Retype, without any change, the line that contains "It would be wonderful if you could highlight the bear paw" and every line that follows it to the end of the entries, and nothing else.

# # # # #

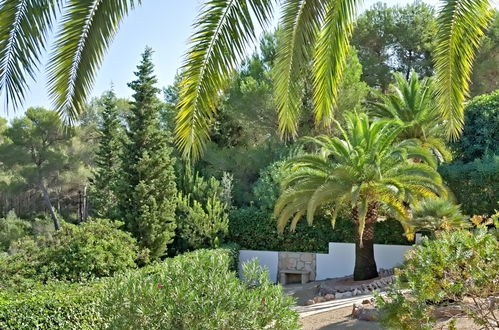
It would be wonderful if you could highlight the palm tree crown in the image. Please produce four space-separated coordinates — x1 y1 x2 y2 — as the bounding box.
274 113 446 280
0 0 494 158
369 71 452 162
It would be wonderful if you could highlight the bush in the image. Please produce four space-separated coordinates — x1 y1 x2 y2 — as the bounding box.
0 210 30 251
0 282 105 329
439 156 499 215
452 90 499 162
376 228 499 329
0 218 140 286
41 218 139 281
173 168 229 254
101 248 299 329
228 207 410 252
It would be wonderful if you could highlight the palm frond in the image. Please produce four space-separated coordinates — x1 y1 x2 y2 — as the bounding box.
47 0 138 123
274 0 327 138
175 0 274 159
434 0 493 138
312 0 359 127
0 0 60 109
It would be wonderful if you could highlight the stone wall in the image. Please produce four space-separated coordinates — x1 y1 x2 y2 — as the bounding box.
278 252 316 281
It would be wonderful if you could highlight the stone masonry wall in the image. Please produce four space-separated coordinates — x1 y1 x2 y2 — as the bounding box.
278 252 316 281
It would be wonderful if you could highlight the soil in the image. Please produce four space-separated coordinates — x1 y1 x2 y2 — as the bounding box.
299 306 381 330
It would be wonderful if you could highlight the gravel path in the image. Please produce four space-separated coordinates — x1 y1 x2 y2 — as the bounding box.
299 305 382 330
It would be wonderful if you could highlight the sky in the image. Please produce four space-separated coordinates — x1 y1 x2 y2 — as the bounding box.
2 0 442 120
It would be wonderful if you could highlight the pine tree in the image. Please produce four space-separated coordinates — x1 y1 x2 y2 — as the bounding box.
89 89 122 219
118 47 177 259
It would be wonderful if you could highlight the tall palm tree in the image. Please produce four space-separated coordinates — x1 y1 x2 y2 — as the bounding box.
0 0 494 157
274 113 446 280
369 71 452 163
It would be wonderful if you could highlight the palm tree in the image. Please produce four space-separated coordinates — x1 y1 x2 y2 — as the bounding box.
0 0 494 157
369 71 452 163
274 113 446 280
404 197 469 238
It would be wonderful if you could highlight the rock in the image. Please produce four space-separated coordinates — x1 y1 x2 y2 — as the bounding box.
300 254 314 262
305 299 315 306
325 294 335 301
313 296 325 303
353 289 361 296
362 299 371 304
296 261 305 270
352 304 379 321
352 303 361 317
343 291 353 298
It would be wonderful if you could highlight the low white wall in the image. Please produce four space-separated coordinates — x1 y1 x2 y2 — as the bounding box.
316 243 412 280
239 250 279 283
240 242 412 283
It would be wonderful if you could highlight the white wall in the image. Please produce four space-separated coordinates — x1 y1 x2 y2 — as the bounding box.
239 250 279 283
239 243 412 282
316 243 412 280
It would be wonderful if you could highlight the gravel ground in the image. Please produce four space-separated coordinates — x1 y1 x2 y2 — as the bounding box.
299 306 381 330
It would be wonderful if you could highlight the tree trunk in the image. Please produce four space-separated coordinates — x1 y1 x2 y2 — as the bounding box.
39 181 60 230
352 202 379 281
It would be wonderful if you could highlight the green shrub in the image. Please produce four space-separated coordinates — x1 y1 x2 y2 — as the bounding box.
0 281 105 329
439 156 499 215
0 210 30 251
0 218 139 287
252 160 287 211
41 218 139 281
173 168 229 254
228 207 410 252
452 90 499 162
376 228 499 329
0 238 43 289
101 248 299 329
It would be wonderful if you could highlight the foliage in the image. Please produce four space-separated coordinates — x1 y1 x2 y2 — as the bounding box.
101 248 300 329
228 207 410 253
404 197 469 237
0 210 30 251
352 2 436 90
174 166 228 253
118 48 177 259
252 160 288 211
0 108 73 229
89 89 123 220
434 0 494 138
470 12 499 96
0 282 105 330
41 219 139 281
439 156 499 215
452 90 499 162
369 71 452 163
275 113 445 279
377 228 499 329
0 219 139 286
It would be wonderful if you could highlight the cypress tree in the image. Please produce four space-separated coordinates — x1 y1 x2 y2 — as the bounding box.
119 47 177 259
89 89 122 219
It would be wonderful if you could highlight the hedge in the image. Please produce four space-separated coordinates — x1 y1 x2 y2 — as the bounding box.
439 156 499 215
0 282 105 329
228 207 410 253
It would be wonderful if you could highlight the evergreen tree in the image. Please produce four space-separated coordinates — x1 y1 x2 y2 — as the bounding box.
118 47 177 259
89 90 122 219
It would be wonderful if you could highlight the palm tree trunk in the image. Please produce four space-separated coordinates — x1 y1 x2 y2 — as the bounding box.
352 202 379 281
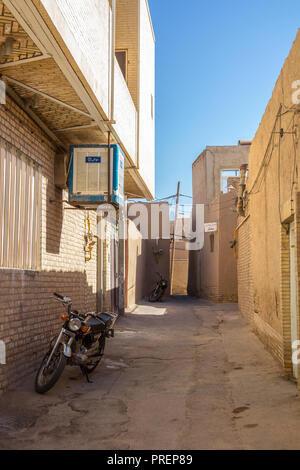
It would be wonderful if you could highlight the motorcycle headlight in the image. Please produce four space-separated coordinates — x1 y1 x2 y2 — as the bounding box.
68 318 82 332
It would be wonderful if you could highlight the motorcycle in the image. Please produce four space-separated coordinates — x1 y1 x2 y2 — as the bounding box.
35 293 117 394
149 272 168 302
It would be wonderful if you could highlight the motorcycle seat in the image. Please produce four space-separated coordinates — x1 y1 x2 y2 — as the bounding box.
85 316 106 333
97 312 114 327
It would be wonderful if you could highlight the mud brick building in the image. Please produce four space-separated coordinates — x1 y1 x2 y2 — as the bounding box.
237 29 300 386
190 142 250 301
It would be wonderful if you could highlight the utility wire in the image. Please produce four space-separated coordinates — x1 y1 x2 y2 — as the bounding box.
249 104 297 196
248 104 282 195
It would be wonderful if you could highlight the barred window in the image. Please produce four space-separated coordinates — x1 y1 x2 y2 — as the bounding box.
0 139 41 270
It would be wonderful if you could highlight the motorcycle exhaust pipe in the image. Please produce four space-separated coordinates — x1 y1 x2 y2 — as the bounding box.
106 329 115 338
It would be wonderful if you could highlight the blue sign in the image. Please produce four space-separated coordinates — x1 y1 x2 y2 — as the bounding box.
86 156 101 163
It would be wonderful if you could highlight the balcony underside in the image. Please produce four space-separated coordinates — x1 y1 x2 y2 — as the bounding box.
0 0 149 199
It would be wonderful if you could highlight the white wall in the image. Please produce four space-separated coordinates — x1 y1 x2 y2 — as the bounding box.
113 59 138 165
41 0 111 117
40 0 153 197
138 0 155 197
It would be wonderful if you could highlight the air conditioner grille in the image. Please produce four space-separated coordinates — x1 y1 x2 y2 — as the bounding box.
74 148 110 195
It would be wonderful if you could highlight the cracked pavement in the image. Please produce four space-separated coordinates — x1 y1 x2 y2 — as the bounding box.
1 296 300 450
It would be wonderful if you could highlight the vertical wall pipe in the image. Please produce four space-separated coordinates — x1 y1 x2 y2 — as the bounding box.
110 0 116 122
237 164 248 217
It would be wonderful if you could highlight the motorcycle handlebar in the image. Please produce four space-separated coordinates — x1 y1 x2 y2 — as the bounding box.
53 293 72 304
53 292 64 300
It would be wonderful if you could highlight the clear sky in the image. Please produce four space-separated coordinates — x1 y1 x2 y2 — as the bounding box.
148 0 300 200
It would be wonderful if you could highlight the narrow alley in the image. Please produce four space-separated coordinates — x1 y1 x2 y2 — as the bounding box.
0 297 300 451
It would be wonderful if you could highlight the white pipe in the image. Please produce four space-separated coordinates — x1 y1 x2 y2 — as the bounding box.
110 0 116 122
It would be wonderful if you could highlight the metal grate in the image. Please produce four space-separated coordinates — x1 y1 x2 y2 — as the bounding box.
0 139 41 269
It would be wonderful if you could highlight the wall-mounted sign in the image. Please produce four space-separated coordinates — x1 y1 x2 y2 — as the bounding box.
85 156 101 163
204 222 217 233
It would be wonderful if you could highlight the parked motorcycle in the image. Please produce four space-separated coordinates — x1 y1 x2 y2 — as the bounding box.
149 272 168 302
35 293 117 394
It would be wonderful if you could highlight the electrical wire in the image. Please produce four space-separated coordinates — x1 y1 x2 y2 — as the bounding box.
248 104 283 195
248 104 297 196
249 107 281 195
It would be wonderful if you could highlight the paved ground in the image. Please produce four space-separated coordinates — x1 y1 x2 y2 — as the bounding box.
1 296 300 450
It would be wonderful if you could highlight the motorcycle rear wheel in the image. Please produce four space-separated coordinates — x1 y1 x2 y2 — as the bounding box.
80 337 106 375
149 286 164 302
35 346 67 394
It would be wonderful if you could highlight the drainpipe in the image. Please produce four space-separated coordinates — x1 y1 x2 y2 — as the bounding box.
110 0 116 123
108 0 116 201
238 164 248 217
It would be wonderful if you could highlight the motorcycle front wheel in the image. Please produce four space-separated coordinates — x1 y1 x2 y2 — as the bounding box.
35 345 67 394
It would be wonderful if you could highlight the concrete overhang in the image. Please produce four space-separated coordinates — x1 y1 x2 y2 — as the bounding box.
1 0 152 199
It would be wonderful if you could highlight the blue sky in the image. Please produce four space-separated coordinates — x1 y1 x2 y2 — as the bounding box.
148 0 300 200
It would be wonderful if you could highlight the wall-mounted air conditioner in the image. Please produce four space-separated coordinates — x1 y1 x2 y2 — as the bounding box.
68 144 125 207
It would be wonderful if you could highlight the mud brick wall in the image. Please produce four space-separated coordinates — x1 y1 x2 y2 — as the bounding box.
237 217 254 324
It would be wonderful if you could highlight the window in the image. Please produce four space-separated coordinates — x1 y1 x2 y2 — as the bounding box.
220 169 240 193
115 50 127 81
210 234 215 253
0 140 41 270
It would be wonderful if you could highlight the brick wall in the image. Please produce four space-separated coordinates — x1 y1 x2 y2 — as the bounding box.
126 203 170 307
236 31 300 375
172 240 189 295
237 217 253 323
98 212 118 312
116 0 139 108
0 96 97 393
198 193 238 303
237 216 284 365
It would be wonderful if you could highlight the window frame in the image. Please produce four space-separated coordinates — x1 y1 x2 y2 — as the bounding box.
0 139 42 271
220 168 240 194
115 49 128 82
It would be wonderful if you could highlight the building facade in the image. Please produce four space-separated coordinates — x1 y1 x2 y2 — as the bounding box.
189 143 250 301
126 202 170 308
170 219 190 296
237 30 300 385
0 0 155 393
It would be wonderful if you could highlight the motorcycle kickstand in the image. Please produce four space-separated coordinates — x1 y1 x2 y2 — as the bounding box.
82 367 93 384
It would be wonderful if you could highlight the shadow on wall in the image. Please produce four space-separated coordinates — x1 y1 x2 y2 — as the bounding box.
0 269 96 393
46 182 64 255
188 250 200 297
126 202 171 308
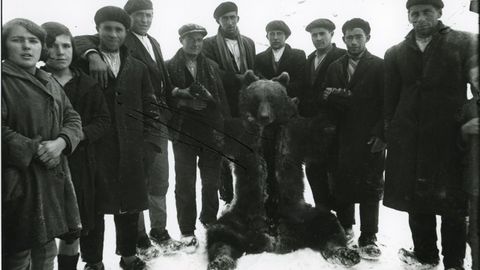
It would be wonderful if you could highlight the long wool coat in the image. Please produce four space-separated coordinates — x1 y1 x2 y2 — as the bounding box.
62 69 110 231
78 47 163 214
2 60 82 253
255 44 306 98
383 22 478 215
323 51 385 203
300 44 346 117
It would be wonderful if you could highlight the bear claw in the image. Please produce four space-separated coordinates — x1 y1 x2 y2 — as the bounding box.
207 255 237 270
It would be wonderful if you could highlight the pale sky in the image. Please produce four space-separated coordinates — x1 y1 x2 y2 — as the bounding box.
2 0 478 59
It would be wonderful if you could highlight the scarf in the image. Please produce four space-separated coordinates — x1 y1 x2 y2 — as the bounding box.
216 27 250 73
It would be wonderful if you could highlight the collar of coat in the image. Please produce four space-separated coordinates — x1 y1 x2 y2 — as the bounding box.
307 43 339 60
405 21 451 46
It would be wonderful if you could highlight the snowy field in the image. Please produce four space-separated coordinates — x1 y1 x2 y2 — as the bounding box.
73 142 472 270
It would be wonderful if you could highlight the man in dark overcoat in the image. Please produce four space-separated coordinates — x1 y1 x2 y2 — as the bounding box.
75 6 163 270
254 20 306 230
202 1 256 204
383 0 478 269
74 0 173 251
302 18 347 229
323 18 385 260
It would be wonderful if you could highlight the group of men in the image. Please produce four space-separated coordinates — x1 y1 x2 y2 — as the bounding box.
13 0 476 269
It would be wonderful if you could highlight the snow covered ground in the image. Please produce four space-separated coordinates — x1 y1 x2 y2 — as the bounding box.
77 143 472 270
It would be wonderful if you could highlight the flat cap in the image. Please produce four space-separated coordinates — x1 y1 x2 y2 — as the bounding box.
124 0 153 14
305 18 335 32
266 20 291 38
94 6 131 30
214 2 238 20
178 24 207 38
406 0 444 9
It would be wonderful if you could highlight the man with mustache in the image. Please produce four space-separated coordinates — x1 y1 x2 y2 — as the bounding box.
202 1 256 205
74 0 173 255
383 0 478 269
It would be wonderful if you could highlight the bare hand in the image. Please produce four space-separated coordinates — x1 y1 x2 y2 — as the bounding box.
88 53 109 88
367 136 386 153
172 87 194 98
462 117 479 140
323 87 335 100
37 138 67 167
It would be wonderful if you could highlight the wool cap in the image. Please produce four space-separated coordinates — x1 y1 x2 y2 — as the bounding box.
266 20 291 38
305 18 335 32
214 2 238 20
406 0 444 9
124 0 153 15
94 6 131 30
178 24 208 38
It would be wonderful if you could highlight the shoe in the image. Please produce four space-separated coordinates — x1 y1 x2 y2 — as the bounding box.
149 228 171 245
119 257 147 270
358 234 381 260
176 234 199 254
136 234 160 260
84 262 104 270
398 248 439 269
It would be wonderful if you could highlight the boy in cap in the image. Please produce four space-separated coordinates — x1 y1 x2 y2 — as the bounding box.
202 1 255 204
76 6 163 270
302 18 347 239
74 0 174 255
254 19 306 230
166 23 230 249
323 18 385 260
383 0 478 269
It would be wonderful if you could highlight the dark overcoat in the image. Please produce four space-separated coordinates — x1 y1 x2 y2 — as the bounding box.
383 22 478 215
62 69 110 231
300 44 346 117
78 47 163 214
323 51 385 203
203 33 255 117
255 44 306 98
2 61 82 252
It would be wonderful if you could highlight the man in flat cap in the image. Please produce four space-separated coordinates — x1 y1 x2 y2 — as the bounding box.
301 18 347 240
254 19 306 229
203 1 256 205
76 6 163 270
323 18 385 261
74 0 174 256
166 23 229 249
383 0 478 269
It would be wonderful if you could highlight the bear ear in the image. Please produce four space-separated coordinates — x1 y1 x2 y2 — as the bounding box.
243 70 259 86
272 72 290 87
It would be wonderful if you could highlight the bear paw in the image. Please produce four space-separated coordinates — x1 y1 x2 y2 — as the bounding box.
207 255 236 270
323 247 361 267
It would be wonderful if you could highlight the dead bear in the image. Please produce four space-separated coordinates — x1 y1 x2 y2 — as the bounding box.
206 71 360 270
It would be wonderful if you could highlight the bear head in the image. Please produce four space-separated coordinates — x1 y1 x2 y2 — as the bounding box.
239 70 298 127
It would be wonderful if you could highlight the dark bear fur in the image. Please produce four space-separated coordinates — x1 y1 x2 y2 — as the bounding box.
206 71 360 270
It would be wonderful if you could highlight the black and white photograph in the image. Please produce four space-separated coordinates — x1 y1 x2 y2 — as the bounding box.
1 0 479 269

# # # # #

■ **RESULT BELOW**:
It would be wonderful if you could highlight the bear paw in the image. Please produce four space-separated coordinates — x1 y1 x2 y2 — as the bounding box.
207 255 236 270
323 247 361 267
It would be wonderful if you could highlight the dead bear in the image. Please produce four space-separated coordinates — x1 y1 x2 y2 — as the bounding box.
206 71 360 270
It would be wonderful if you could highlight the bear head in the image. Please produce four space-separated coordinates — x1 y1 x2 y2 — as the bounding box.
239 70 298 127
It would be wonderful if you could highlight the dark bear fur in the image. Please produce four space-separated coordinates — x1 y1 x2 y2 — as the bounding box.
206 71 360 270
It would be wonderful if you could highlight the black and white photograph in the image. Please produce four space-separated coordinates — x1 y1 x2 y2 — as the bounding box.
1 0 479 269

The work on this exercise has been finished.